→ **EXERCISE DESCRIPTION**:
Copy out all the records below, swapping every "instance" for "occurrence" and keeping everything else the same. Leave the pictures out of your copy.

--- START ---

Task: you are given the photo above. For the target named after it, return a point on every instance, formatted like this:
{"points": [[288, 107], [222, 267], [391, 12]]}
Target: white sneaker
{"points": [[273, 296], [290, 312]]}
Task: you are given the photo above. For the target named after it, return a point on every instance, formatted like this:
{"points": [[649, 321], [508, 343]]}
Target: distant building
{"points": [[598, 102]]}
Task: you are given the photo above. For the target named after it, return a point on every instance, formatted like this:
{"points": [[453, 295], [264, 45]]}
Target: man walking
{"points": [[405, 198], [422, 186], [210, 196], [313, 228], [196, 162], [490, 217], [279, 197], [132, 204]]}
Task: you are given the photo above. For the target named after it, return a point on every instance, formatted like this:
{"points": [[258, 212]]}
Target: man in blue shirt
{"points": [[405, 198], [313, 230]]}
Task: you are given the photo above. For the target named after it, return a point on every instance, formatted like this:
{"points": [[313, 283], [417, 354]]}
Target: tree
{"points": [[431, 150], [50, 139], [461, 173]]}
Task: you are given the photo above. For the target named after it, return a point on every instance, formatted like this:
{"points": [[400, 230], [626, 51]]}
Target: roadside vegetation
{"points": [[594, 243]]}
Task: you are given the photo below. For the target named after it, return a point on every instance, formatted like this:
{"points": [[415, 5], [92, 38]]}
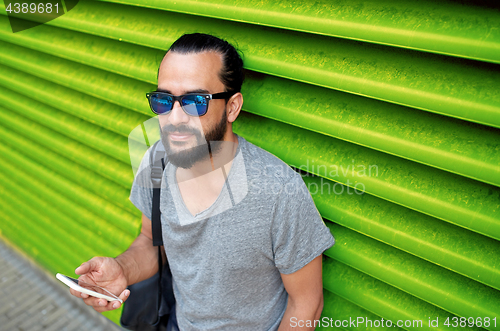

--- END ---

→ **SOLUTION TO THIS EXERCISE**:
Task: you are given the photo above. For the target named after it, return a point on every occurrence, formatted like this:
{"points": [[288, 107], [222, 267], [391, 12]]}
Target: white sneaker
{"points": [[273, 296], [290, 312]]}
Task: you are given the photo above. For the target named after it, return a point on every occurrence, formatted like this:
{"points": [[649, 321], [508, 343]]}
Target: distant building
{"points": [[598, 102]]}
Task: you are given the photo above. For the target named after it, return a point on every occurrence, formatted like this:
{"points": [[453, 295], [264, 45]]}
Target: man walking
{"points": [[405, 198], [422, 186], [210, 196], [313, 228], [196, 162], [490, 217], [279, 197], [132, 204]]}
Task: you are given the photo above. For the target named after it, return a point on every occurrence, formatted like this:
{"points": [[258, 212]]}
Target: man in blue shirt
{"points": [[405, 198], [313, 230]]}
Task: you are given the photo above. For the target named after it, return a point on every occurrence, formatted like this:
{"points": [[313, 283], [417, 354]]}
Target: tree
{"points": [[431, 150], [50, 139], [461, 173]]}
Task: you are given the photo above. For the target named after it, return a point on every occurrence, formatted like this:
{"points": [[400, 230], [626, 51]]}
Target: roadside vegetation
{"points": [[594, 243]]}
Task: you are given the photo below. For the target named after it, return a point on every occurrence, formatted like this:
{"points": [[415, 5], [92, 38]]}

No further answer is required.